** START **

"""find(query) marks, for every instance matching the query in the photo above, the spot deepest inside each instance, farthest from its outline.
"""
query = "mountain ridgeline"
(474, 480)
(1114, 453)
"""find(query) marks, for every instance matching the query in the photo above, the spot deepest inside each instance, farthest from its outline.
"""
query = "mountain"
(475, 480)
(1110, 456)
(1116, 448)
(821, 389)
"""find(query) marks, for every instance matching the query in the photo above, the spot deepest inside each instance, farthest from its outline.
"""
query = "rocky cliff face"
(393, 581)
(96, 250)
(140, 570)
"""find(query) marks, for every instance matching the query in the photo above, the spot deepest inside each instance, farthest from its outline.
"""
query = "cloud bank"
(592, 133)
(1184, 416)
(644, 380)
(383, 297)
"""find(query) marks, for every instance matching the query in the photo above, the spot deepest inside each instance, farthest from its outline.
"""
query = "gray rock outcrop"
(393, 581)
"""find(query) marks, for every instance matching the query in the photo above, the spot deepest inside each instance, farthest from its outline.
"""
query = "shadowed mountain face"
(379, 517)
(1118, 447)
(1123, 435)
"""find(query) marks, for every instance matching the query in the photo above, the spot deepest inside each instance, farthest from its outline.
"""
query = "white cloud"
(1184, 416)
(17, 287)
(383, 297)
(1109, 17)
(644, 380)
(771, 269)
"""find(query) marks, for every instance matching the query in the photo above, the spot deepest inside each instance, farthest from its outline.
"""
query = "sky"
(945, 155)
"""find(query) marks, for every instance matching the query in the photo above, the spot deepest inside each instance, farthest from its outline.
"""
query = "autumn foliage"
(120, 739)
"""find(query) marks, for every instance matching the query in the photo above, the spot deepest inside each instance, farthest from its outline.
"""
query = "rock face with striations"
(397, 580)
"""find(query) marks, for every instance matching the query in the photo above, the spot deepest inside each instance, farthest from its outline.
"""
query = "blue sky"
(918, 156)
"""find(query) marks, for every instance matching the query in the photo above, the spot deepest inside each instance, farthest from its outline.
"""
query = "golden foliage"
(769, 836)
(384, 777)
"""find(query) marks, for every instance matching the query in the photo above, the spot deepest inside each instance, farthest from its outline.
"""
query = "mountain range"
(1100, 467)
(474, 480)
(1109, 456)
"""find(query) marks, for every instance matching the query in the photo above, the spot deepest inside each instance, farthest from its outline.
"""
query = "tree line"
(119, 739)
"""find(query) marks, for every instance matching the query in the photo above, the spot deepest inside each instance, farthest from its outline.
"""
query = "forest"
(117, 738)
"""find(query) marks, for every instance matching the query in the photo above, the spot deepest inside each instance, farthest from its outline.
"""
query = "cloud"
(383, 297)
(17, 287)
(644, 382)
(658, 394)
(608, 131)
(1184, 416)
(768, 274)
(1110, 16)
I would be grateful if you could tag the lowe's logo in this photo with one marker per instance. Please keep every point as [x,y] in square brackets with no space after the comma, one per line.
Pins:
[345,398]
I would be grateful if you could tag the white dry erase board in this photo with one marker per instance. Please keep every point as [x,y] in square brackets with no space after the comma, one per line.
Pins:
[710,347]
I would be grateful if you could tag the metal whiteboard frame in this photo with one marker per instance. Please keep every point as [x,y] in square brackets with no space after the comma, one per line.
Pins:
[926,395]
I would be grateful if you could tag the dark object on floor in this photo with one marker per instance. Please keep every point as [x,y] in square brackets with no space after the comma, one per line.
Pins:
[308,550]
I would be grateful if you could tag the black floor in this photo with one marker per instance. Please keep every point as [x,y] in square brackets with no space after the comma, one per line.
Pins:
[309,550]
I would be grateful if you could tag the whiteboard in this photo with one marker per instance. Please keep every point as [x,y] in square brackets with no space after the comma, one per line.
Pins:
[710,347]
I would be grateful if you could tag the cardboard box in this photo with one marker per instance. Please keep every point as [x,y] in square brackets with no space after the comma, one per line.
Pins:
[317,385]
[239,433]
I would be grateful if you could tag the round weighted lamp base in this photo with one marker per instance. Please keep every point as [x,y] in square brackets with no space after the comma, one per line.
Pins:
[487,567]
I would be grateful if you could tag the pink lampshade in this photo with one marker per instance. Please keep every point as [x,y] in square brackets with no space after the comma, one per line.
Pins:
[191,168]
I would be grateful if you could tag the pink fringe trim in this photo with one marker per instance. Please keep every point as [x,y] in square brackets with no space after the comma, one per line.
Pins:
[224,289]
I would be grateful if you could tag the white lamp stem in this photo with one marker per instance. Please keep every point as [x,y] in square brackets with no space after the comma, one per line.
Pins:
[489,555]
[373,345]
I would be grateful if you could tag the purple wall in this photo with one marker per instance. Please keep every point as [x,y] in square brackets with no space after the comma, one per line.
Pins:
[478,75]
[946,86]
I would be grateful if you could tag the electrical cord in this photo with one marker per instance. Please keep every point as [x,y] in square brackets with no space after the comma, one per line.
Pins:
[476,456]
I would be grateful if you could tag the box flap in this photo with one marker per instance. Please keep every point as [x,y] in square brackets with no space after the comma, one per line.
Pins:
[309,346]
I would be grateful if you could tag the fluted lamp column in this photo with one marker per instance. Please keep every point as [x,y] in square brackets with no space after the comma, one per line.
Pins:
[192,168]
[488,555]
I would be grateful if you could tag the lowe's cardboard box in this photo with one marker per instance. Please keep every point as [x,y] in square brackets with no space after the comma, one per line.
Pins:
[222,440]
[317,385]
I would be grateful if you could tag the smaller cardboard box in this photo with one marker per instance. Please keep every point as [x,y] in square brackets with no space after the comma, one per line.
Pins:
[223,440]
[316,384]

** END **

§ What to do: Write out every line exactly as it stands.

§ Answer for the task:
"""find(query) marks, for every instance matching the query in the photo above, the spot deepest inside each instance, farthest from its outline.
"""
query = "mountain ridgeline"
(474, 480)
(1114, 453)
"""find(query) marks, for every instance matching the query in the photo above, the spot deepest inside each instance, farthest from its outline.
"""
query = "mountain"
(475, 480)
(1110, 456)
(1116, 448)
(821, 389)
"""find(query) marks, for every instance matching the query in the photo above, the spot deepest inside each instance, farthest from its outline.
"""
query = "rocky cliff face"
(393, 581)
(96, 250)
(140, 570)
"""find(query) marks, for every instance matching the query in the photo above, the spot deepest inside each instance, farthest from its outline.
"""
query = "cloud bank"
(592, 133)
(1184, 416)
(644, 380)
(383, 297)
"""find(query) marks, for every instance matching the query in the photo above, the spot deepest inside each instance, farthest from its outline.
"""
query = "gray rock outcrop"
(393, 581)
"""find(query) marks, for every instance matching the query in the photo above, the spot deepest inside each instance, farthest from its outline.
"""
query = "shadowed mountain face"
(379, 517)
(1118, 447)
(1123, 435)
"""find(query) marks, for every instance matching the query in the photo above, the spot deepest inside each instance, farthest from its outline.
"""
query = "white cloud"
(1184, 416)
(17, 287)
(383, 297)
(1109, 17)
(644, 380)
(771, 269)
"""find(query) marks, for every instance matching the query in the photo above, the spot deepest inside each instance, farthest from its outline.
"""
query = "sky"
(945, 155)
"""find(query) marks, for every instance matching the query in the photo above, the spot deepest inside each instance, farthest from its outline.
"""
query = "autumn foliage"
(120, 739)
"""find(query) marks, for every instance matching the query in the photo above, the spot deepest inside each instance, farthest from its outline.
"""
query = "rock face with striations"
(397, 580)
"""find(query) marks, for every instance matching the query in the photo above, the spot deepest inside each instance, farthest from its outline.
"""
query = "blue sky"
(918, 156)
"""find(query) marks, for every instance matching the query in the photo above, the spot deepest inside each instance, farthest from its outline.
"""
query = "golden foliage"
(769, 836)
(384, 777)
"""find(query) marks, for every instance matching the query in the photo above, the spot deepest inside each instance, farthest from its outline.
"""
query = "mountain range"
(1100, 467)
(474, 480)
(1109, 456)
"""find(query) marks, for every instance matching the query in the photo above, the spot deepest inside each instance, farthest from its outline.
"""
query = "tree line"
(119, 739)
"""find(query) marks, for every instance matching the query in the photo above, the spot deepest inside each instance, farthest from its outline.
"""
query = "forest"
(117, 738)
"""find(query) marks, for every instance matching the query in the photo above, the spot deepest inside each instance, farthest from its outline.
"""
query = "cloud"
(383, 297)
(17, 287)
(644, 382)
(658, 394)
(608, 131)
(1184, 416)
(768, 274)
(1110, 16)
I would be grateful if you could tag the lowe's logo in this photo with one marker per instance. Please keep every point as [x,y] in square brackets with no space after the comma, one per line.
Pins:
[345,398]
I would be grateful if you could tag the white dry erase board in this photo with one marker per instance. Please keep every point as [x,y] in square brackets with no space after the comma, one per line.
Pins:
[710,347]
I would be grateful if you could tag the metal whiteboard frame in this photo with one marker per instance. Please keep every point as [x,y] in square brackets with no space after the comma, one per line.
Pins:
[926,395]
I would be grateful if you could tag the dark object on floor in this photo with one marker per instance. Please keep every point as [x,y] in square brackets with no space after the comma, one per line.
Pins:
[308,550]
I would be grateful if you could tag the black floor in this photo with one marker per instance. Please keep every point as [x,y] in square brackets with no space after the comma, one per line.
Pins:
[309,550]
I would be grateful if you could tag the whiteboard in this photo with one marker per instance. Please keep every point as [x,y] in square brackets with no space after the comma, one per line.
Pins:
[710,347]
I would be grateful if you could tag the cardboard box in this photo with one marker per instance. Please keep every point as [x,y] in square brackets with no space after the comma, one per line.
Pins:
[317,385]
[239,433]
I would be grateful if you could tag the round weighted lamp base in this photo with one marker per instance. Please keep every point as [x,y] in square brackets with no space after the comma, one per line.
Pins:
[487,567]
I would be grateful if you could tag the pink lampshade in this photo with one marker per instance. Please keep every point as [x,y] in square brackets with no space after the comma, one per line.
Pins:
[191,168]
I would be grateful if you could tag the pink fringe trim in this photo with one marker per instance. Please keep every point as [x,y] in square brackets with no space after the comma, one per line.
Pins:
[224,289]
I would be grateful if you could tag the white lamp stem in this photo with one marker per instance. Please keep every point as [x,y] in square brackets with no space after the comma, one per line.
Pins:
[489,555]
[373,345]
I would be grateful if you could tag the purple wall in this photo with one marker per instance. Please keep every point as [x,y] in square brackets with no space after the comma, one per line.
Pins:
[478,75]
[946,86]
I would be grateful if you could tag the electrical cord in this photo with one marker per instance. Please keep every point as [x,y] in square brackets with no space after the comma, one per line.
Pins:
[476,456]
I would be grateful if you could tag the box flap in this photo with one marker per instance. Please keep every point as [x,y] in square brackets with no space after the comma, one per line.
Pins:
[309,346]
I would be grateful if you could tag the fluted lamp column in this photo with one marker per instance. Please keep every point as [x,y] in square brackets with no space after the comma, one per line.
Pins:
[192,168]
[488,555]
I would be grateful if you could tag the lowe's cardboard box in this photo with one marker per instance. Please keep every point as [x,y] in square brackets with no space after the comma, one per line.
Pins:
[222,440]
[317,385]
I would be grateful if you could tag the smaller cardboard box in this photo with one marker per instance. Please keep every point as [x,y] in square brackets with no space after the comma, one per line.
Pins:
[223,440]
[316,384]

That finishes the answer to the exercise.